THE TASK
Search the listing below for "truck". Copy each matching line.
━━━━━━━━
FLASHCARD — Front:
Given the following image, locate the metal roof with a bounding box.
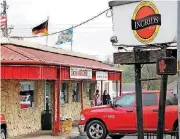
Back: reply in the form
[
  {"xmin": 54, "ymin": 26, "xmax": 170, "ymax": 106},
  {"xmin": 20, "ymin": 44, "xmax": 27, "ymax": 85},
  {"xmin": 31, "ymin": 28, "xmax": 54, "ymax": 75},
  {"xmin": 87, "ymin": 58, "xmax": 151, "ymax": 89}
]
[
  {"xmin": 1, "ymin": 44, "xmax": 120, "ymax": 72},
  {"xmin": 0, "ymin": 38, "xmax": 97, "ymax": 61}
]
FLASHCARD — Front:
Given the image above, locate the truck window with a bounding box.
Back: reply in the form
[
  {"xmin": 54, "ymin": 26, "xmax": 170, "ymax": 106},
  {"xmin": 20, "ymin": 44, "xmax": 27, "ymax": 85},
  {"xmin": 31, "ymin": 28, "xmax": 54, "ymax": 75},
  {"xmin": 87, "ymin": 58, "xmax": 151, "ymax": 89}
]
[
  {"xmin": 166, "ymin": 93, "xmax": 178, "ymax": 105},
  {"xmin": 115, "ymin": 94, "xmax": 135, "ymax": 107},
  {"xmin": 142, "ymin": 93, "xmax": 157, "ymax": 106}
]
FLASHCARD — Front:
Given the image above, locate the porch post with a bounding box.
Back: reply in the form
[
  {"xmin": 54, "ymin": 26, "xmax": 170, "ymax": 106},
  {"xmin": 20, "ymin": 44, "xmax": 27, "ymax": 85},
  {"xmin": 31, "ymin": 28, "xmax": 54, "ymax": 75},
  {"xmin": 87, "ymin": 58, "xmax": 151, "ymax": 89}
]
[
  {"xmin": 56, "ymin": 66, "xmax": 61, "ymax": 133},
  {"xmin": 116, "ymin": 81, "xmax": 118, "ymax": 98},
  {"xmin": 120, "ymin": 73, "xmax": 122, "ymax": 96},
  {"xmin": 52, "ymin": 81, "xmax": 56, "ymax": 135},
  {"xmin": 81, "ymin": 81, "xmax": 84, "ymax": 110},
  {"xmin": 52, "ymin": 67, "xmax": 61, "ymax": 136},
  {"xmin": 101, "ymin": 80, "xmax": 103, "ymax": 104}
]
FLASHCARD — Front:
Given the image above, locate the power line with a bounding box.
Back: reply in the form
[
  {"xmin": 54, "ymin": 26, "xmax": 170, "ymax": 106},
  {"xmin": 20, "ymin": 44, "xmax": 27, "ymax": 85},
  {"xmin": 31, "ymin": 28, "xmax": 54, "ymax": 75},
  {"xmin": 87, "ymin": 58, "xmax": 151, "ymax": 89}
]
[{"xmin": 17, "ymin": 8, "xmax": 110, "ymax": 38}]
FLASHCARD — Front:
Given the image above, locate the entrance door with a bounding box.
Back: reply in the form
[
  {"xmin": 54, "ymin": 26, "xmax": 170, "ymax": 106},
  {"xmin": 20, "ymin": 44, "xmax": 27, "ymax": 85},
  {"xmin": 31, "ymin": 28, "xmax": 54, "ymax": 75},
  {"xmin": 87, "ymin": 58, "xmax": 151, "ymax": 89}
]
[{"xmin": 45, "ymin": 81, "xmax": 52, "ymax": 110}]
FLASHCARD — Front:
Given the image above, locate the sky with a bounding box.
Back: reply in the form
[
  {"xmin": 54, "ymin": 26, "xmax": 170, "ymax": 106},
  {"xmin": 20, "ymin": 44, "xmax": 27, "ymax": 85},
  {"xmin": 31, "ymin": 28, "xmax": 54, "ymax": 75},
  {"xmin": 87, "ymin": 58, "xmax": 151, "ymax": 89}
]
[{"xmin": 0, "ymin": 0, "xmax": 118, "ymax": 61}]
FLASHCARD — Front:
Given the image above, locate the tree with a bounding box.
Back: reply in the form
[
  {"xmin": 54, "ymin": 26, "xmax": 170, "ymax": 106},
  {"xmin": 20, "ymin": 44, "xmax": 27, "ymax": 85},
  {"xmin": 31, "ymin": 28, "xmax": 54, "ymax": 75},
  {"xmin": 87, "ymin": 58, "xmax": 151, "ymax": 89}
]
[
  {"xmin": 141, "ymin": 64, "xmax": 160, "ymax": 90},
  {"xmin": 103, "ymin": 55, "xmax": 114, "ymax": 67},
  {"xmin": 116, "ymin": 64, "xmax": 177, "ymax": 90}
]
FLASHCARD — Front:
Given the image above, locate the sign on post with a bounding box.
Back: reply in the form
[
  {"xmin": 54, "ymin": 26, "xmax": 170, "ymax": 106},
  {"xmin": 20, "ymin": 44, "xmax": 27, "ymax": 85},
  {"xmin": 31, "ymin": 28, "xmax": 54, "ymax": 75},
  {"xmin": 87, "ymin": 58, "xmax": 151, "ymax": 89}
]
[
  {"xmin": 70, "ymin": 67, "xmax": 92, "ymax": 79},
  {"xmin": 111, "ymin": 1, "xmax": 177, "ymax": 45},
  {"xmin": 157, "ymin": 57, "xmax": 177, "ymax": 75},
  {"xmin": 96, "ymin": 71, "xmax": 108, "ymax": 81}
]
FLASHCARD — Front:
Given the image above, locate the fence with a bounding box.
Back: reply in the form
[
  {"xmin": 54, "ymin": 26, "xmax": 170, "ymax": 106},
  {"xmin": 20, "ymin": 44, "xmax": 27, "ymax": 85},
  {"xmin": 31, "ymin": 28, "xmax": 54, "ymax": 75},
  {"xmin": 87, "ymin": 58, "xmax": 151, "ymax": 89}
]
[{"xmin": 123, "ymin": 131, "xmax": 178, "ymax": 139}]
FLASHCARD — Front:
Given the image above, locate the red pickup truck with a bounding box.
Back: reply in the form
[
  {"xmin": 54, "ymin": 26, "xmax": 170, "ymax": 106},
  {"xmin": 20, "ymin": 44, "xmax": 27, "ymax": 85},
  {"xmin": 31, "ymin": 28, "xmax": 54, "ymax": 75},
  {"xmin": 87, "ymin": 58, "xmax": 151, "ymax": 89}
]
[
  {"xmin": 78, "ymin": 91, "xmax": 178, "ymax": 139},
  {"xmin": 0, "ymin": 114, "xmax": 7, "ymax": 139}
]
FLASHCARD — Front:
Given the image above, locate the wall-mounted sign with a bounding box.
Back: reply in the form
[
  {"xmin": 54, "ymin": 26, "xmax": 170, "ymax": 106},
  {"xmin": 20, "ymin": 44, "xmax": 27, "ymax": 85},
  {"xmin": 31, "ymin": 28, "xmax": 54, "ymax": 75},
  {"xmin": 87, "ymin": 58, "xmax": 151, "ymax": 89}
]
[
  {"xmin": 111, "ymin": 1, "xmax": 177, "ymax": 45},
  {"xmin": 70, "ymin": 67, "xmax": 92, "ymax": 79},
  {"xmin": 96, "ymin": 71, "xmax": 108, "ymax": 81}
]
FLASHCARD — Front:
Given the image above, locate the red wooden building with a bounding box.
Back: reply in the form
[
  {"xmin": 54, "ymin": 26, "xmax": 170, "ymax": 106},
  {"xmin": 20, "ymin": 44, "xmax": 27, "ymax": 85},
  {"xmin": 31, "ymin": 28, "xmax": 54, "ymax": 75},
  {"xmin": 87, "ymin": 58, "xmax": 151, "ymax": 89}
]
[{"xmin": 0, "ymin": 39, "xmax": 122, "ymax": 137}]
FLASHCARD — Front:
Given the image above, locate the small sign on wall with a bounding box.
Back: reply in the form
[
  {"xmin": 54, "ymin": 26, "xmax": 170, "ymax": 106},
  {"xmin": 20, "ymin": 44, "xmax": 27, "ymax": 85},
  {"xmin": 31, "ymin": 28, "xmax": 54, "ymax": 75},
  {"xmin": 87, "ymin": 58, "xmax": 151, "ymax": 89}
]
[
  {"xmin": 96, "ymin": 71, "xmax": 108, "ymax": 81},
  {"xmin": 70, "ymin": 67, "xmax": 92, "ymax": 79}
]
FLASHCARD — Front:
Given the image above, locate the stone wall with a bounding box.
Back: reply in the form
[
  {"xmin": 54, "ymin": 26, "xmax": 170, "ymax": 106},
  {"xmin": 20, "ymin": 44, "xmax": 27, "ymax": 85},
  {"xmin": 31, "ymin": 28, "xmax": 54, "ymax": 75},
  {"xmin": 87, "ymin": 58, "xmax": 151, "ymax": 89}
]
[
  {"xmin": 60, "ymin": 81, "xmax": 96, "ymax": 121},
  {"xmin": 0, "ymin": 80, "xmax": 44, "ymax": 137}
]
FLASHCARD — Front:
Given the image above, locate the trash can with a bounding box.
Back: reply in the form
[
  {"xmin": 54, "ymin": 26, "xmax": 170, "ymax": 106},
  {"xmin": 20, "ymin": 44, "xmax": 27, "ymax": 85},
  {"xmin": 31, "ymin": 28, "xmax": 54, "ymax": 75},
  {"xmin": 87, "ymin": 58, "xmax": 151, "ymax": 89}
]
[{"xmin": 41, "ymin": 110, "xmax": 52, "ymax": 130}]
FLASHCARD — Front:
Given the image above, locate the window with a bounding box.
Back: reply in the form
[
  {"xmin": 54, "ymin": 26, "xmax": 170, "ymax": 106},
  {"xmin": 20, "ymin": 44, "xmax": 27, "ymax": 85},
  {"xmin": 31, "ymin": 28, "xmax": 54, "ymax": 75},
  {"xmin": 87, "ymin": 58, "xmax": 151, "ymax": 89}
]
━━━━━━━━
TASK RESULT
Given the image above, locate the truck window with a bounding box.
Given the image above, locate the red pickup truck with a bounding box.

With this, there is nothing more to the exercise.